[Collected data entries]
________________________________________
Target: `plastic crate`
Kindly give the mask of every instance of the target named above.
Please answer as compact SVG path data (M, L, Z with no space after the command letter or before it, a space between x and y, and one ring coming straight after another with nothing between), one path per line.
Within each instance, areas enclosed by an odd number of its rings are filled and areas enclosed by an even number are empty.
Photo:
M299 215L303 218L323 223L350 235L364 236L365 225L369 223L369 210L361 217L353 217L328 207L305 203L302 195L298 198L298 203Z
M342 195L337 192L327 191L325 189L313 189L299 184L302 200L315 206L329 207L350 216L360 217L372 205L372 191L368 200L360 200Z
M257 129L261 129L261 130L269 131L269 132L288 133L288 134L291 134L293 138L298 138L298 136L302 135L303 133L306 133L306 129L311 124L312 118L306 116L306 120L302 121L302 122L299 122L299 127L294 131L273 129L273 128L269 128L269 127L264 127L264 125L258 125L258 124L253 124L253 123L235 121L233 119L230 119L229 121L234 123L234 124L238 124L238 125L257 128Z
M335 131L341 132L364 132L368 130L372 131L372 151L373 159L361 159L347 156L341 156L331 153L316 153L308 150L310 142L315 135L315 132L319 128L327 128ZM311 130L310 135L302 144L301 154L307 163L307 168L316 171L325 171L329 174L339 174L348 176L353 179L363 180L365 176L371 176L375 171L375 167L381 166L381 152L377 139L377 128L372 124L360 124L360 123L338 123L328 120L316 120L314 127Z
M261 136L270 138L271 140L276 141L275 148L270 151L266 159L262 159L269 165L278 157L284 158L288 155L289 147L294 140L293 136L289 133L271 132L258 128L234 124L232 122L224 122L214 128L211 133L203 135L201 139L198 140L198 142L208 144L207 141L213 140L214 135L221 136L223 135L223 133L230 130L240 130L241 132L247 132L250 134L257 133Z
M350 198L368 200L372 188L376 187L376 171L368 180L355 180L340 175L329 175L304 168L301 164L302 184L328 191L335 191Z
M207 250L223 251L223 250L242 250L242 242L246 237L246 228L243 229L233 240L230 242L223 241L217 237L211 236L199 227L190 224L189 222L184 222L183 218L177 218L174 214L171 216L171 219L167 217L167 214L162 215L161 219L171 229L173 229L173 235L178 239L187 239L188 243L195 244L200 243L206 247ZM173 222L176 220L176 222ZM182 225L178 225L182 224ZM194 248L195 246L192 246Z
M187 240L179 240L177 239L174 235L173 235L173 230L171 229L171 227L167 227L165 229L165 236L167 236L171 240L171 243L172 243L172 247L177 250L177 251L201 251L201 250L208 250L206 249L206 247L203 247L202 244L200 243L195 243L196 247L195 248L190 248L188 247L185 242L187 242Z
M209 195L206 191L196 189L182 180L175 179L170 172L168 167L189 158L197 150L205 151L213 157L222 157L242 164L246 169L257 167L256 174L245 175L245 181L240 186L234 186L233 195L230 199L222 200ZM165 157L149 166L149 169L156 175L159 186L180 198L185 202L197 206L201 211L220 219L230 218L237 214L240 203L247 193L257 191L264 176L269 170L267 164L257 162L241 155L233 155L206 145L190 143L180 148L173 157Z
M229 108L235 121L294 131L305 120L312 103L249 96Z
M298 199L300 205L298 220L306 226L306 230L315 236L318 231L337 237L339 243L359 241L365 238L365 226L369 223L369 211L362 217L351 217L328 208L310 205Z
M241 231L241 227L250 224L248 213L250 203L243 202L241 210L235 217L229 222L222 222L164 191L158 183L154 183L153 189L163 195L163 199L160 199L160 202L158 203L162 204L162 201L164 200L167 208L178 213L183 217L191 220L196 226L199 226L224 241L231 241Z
________________________________________
§ **Exercise details**: Rewrite every line of the data above as a numbered list, dropping any blank lines.

§ **Solution to this problem**:
1. Target: `plastic crate`
2. Kindly give the mask of every instance of the target named above.
3. Please answer as compact SVG path data (M, L, Z with no space after the command letter or before it, a space between x and y, and one ring coming straight after another with nothing between), one path per line.
4. Within each instance, areas enclosed by an odd number of its rings are filled and areas enclosed by an even number are empty.
5. Photo:
6. M299 215L303 218L323 223L350 235L364 236L365 225L369 223L369 210L361 217L353 217L328 207L305 203L302 195L298 198L298 203Z
7. M342 195L337 192L327 191L325 189L313 189L299 184L302 200L315 206L329 207L350 216L360 217L372 205L372 191L368 200L360 200Z
8. M257 129L261 129L261 130L269 131L269 132L288 133L288 134L291 134L293 138L298 138L298 136L302 135L303 133L306 133L306 129L311 124L312 118L306 116L306 120L302 121L302 122L299 122L299 127L294 131L273 129L273 128L269 128L269 127L264 127L264 125L258 125L258 124L253 124L253 123L235 121L233 119L230 119L229 121L234 123L234 124L238 124L238 125L257 128Z
9. M335 131L341 132L364 132L368 130L372 131L372 151L373 159L361 159L347 156L341 156L331 153L316 153L308 150L310 142L315 135L315 132L319 128L327 128ZM311 130L310 135L302 144L301 154L307 163L307 168L316 171L325 171L329 174L339 174L348 176L353 179L363 180L365 176L371 176L375 171L375 167L381 166L381 152L377 139L377 128L372 124L360 124L360 123L338 123L328 120L316 120L314 127Z
10. M261 136L270 138L271 140L276 141L275 148L270 151L266 159L262 159L269 165L278 157L284 158L288 155L289 147L294 140L293 136L289 133L271 132L258 128L234 124L232 122L224 122L214 128L211 133L203 135L201 139L198 140L198 142L208 144L207 141L213 140L214 135L221 136L223 135L223 133L230 130L240 130L241 132L247 132L250 134L257 133Z
11. M350 198L368 200L372 188L376 187L376 171L368 180L355 180L340 175L329 175L304 168L301 164L302 184L328 191L335 191Z
12. M207 250L223 251L223 250L242 250L242 242L246 237L246 228L243 229L233 240L230 242L223 241L217 237L211 236L199 227L190 224L189 222L184 222L183 218L177 218L174 214L171 216L171 219L167 217L167 214L162 215L161 219L171 229L173 229L173 235L178 239L187 239L188 243L195 244L200 243L206 247ZM173 222L176 220L176 222ZM182 225L178 225L182 224ZM194 248L195 246L192 246Z
13. M187 240L179 240L177 239L174 235L173 235L173 230L171 229L171 227L167 227L165 229L165 236L167 236L171 240L171 243L172 243L172 247L177 250L177 251L201 251L201 250L208 250L206 249L206 247L203 247L202 244L200 243L195 243L196 247L195 248L190 248L188 247L185 242L187 242Z
14. M209 195L206 191L196 189L182 180L175 179L170 172L168 167L189 158L197 150L205 151L213 157L222 157L242 164L246 169L257 167L256 174L245 175L245 181L240 186L234 186L233 195L230 199L222 200ZM165 157L149 166L149 169L156 175L159 186L180 198L185 202L197 206L201 211L220 219L230 218L237 214L240 203L247 193L257 191L264 176L269 170L267 164L257 162L241 155L233 155L206 145L190 143L180 148L173 157Z
15. M229 108L235 121L294 131L305 120L312 103L249 96Z
16. M298 199L300 205L298 220L306 226L306 230L315 236L318 231L337 237L339 243L359 241L365 238L365 226L369 223L369 211L362 217L351 217L328 208L310 205Z
17. M241 231L241 227L250 224L248 213L250 203L243 202L241 210L235 217L229 222L222 222L164 191L158 183L154 183L153 189L163 195L163 199L160 199L160 202L158 203L162 204L162 201L164 200L167 208L178 213L183 217L191 220L196 226L199 226L224 241L231 241Z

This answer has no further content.